The following data has a line with "box: [144, 70, 200, 82]" and a line with "115L225 98L217 95L212". Write out exactly those lines and all the lines between them.

Collected data entries
::::::

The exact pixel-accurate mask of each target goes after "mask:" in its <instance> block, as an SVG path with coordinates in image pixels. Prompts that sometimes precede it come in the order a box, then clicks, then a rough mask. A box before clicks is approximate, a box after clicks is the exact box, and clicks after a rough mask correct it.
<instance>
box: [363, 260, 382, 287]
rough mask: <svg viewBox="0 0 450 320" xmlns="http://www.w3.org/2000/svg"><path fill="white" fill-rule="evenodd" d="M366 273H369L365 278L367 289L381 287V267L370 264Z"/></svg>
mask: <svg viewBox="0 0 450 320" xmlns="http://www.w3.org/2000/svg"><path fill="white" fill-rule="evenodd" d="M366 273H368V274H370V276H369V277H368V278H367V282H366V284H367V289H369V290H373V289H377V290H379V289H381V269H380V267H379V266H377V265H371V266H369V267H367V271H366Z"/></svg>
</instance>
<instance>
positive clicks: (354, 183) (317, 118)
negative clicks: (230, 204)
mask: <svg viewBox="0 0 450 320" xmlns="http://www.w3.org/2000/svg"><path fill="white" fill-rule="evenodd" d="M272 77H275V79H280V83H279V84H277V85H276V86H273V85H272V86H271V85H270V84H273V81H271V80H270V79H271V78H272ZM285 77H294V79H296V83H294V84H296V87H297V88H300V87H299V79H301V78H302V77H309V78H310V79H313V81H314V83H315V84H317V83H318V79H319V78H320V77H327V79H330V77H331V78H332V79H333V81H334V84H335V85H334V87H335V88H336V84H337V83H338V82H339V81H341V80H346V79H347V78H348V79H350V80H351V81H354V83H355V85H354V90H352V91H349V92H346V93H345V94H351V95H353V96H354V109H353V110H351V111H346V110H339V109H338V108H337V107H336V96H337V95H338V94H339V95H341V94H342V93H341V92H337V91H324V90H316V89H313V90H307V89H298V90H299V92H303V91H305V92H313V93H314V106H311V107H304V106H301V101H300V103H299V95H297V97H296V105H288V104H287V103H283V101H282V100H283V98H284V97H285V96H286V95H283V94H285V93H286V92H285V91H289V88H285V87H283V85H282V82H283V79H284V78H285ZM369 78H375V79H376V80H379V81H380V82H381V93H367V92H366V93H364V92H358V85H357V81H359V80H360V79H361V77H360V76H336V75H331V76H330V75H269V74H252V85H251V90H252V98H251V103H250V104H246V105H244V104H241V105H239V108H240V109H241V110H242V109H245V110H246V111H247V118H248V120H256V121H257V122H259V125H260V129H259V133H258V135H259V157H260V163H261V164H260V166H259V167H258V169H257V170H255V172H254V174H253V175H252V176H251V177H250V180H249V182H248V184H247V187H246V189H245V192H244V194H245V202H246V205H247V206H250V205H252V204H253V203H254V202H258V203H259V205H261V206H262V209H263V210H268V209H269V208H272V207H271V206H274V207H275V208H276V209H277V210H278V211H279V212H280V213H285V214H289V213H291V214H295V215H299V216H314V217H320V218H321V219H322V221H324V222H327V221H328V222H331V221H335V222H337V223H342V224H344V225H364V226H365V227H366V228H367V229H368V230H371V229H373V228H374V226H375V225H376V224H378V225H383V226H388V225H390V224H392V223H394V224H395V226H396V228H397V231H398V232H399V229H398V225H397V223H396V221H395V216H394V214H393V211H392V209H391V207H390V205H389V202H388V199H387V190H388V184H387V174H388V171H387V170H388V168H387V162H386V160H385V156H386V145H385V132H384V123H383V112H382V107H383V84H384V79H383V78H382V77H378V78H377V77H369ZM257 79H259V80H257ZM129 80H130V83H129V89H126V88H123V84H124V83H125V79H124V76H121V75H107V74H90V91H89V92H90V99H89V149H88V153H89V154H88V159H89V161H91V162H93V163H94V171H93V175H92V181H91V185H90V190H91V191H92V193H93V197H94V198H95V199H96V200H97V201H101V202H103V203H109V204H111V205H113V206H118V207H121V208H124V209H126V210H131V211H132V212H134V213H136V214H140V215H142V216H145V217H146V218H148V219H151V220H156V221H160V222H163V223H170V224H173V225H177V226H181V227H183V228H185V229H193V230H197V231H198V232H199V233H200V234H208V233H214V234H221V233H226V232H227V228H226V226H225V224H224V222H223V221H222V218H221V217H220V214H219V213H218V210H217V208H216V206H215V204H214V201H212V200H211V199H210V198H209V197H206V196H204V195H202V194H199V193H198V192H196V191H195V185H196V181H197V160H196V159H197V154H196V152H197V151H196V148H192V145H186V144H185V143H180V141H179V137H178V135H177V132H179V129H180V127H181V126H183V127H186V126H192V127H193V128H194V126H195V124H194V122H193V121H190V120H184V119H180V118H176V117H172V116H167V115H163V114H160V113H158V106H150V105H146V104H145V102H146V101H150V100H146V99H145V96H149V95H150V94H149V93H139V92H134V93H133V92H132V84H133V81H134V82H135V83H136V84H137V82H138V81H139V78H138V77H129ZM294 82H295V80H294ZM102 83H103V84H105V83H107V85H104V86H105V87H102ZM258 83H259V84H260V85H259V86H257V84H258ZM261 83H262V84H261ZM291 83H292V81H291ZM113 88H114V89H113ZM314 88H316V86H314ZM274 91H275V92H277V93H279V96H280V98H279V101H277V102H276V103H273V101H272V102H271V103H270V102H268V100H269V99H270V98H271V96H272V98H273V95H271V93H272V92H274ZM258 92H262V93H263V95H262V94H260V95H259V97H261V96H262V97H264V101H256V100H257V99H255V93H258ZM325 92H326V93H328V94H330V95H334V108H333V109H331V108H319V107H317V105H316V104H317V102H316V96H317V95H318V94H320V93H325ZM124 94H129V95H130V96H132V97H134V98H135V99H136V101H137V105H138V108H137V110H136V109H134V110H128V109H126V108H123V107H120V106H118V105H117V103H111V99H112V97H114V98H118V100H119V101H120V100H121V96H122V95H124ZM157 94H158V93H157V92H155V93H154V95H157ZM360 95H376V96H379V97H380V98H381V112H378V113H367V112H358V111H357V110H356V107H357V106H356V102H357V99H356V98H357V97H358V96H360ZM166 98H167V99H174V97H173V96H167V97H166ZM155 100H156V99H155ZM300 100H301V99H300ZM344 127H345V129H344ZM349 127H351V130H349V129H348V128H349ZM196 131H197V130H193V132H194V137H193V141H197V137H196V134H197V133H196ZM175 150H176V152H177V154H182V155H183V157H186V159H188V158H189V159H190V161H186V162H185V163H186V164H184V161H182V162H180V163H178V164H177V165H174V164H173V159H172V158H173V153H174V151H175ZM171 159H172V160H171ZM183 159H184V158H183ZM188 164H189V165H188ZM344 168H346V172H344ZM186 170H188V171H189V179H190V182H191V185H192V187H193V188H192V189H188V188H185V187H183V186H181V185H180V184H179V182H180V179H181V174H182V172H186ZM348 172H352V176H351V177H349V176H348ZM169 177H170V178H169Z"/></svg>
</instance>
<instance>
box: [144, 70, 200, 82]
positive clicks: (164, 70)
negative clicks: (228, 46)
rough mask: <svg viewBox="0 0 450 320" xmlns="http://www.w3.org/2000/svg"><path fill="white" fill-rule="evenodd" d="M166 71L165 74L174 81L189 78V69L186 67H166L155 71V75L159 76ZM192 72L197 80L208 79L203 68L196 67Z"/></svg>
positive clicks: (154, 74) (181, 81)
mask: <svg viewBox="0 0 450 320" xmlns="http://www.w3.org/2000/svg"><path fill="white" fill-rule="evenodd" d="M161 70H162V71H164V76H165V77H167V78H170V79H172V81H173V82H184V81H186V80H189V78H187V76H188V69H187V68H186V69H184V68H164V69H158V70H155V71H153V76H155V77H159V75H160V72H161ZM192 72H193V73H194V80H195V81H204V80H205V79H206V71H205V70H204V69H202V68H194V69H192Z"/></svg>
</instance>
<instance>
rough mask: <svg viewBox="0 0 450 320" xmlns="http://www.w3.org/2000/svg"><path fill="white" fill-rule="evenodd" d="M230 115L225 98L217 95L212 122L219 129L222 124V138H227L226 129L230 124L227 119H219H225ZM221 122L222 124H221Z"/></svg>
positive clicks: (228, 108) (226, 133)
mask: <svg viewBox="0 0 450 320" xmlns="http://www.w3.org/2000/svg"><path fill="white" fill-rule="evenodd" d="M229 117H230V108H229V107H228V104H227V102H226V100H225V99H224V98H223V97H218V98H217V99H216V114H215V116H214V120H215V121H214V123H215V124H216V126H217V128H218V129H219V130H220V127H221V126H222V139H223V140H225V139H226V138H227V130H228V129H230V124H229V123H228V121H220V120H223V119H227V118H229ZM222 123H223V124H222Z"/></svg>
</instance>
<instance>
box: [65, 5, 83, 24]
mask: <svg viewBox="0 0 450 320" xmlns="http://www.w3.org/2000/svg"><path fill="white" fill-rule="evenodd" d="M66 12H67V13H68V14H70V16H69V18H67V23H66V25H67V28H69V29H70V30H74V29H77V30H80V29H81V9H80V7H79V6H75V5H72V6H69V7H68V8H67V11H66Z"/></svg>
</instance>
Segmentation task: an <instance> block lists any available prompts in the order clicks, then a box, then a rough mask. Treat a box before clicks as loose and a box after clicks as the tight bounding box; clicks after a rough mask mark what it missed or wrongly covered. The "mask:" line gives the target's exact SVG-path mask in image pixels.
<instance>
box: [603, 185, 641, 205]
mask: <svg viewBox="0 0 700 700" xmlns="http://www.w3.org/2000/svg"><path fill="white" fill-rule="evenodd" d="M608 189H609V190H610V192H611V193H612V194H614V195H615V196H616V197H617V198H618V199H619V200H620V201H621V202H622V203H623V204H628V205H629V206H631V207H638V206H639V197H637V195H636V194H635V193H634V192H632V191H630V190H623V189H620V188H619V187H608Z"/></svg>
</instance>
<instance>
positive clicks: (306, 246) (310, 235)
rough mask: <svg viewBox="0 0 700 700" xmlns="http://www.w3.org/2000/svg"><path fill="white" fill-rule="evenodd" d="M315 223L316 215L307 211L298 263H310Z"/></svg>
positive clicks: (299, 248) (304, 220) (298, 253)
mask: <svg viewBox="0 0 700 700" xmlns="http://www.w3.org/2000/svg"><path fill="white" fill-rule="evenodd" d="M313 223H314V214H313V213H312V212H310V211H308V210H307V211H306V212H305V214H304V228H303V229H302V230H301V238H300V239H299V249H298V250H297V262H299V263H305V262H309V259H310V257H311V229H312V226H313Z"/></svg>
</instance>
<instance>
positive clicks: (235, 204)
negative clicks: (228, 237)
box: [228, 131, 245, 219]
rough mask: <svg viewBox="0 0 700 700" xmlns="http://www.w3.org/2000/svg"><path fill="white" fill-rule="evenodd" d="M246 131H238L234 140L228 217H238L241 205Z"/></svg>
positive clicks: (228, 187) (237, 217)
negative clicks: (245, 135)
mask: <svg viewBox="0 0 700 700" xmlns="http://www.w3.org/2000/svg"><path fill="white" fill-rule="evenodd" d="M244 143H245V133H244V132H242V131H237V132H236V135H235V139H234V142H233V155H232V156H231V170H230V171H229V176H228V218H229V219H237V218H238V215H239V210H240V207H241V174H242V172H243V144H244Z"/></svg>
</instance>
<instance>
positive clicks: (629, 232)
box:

::::::

■ Solution to the problem ■
box: [144, 70, 200, 82]
positive clicks: (164, 70)
negative clicks: (228, 46)
rough mask: <svg viewBox="0 0 450 320" xmlns="http://www.w3.org/2000/svg"><path fill="white" fill-rule="evenodd" d="M166 71L165 74L174 81L189 78V69L186 67H166L155 71V75L159 76ZM192 72L197 80L208 79L203 68L196 67Z"/></svg>
positive clicks: (154, 74) (181, 81)
mask: <svg viewBox="0 0 450 320" xmlns="http://www.w3.org/2000/svg"><path fill="white" fill-rule="evenodd" d="M161 70H162V71H164V76H165V77H167V78H170V79H172V81H173V82H184V81H186V80H189V78H187V76H188V69H187V68H186V69H184V68H164V69H158V70H155V71H153V76H155V77H159V75H160V72H161ZM192 72H193V73H194V80H195V81H204V80H205V79H206V71H205V70H204V69H202V68H194V69H192Z"/></svg>
</instance>
<instance>
rough mask: <svg viewBox="0 0 450 320" xmlns="http://www.w3.org/2000/svg"><path fill="white" fill-rule="evenodd" d="M230 115L225 98L217 95L212 122L219 129L222 124V138H227L226 129L230 124L227 119H219H225ZM221 122L222 124H221Z"/></svg>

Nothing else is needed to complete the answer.